**SOURCE TEXT**:
* begin *

Re: Query Performance in bundled requests - Mailing list pgsql-performance

From Justin Pryzby
Subject Re: Query Performance in bundled requests
Date
Msg-id 20200908104922.GA15392@telsasoft.com
Whole thread Raw
In response to Query Performance in bundled requests  (Dirk Krautschick <Dirk.Krautschick@trivadis.com>)
List pgsql-performance
On Tue, Sep 08, 2020 at 10:30:50AM +0000, Dirk Krautschick wrote:
> Update: Better title and format corrections
> 
> Hi %,
> 
> in order to be able to readjust the effects of the stored procedure and, if necessary, to save turnaround times,
differentrequests can be concatenated using semicolons for bundling several statements in one request. We did some
testsagainst a postgres cluster.
 
> 
> The results in terms of optimizations are as follows:
> 
> 
> Batchsize  | clients|  count Queries | average s/query| comment
> --------------|---------|----------------------|----------------------|-
> 1         | 1        |  15.86k         |  2.24ms               | 
> 10         | 1        |  31.80k         |  332us               | 
> 25         | 1        |  31.75k         |  312us               | 
> 50         | 1        |  32.00k         |  280us               | 

I guess you're looking at the minimum of 280us.

; 1/(280e-6) * 60
        ~214285.71428571428571428571

> the question remains why this is so.

* end *

**WORK TO COMPLETE**: Reproduce verbatim the passage of the mailing list reply starting with "From Justin Pryzby" and going on through "requests  (Dirk Krautschick <Dirk.Krautschick@trivadis.com>)".

**AVAILABLE DATA**:
* begin *

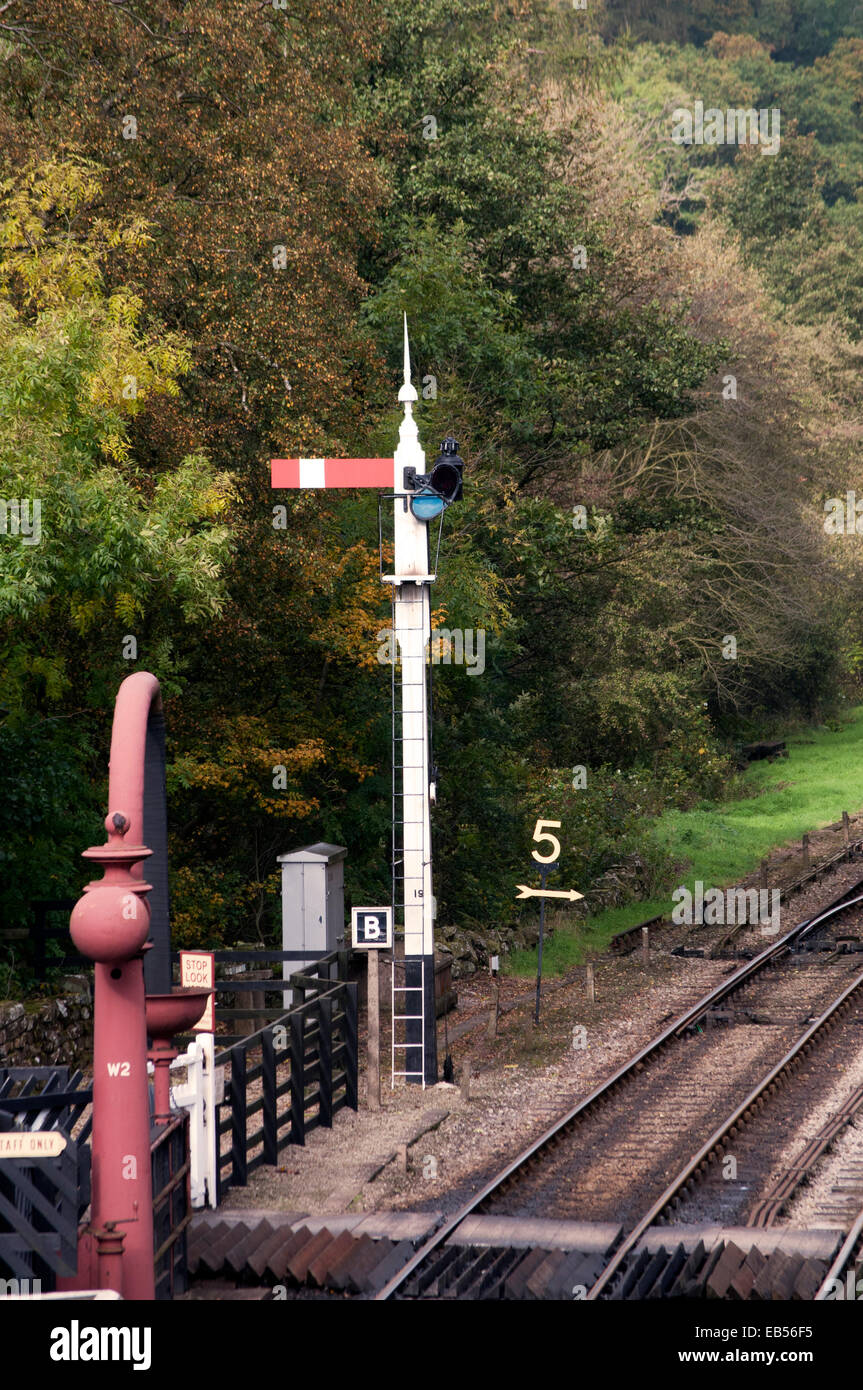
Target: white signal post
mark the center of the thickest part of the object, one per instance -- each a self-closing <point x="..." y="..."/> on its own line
<point x="416" y="1054"/>
<point x="412" y="622"/>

* end *

**RESPONSE**:
From Justin Pryzby
Subject Re: Query Performance in bundled requests
Date
Msg-id 20200908104922.GA15392@telsasoft.com
Whole thread Raw
In response to Query Performance in bundled requests  (Dirk Krautschick <Dirk.Krautschick@trivadis.com>)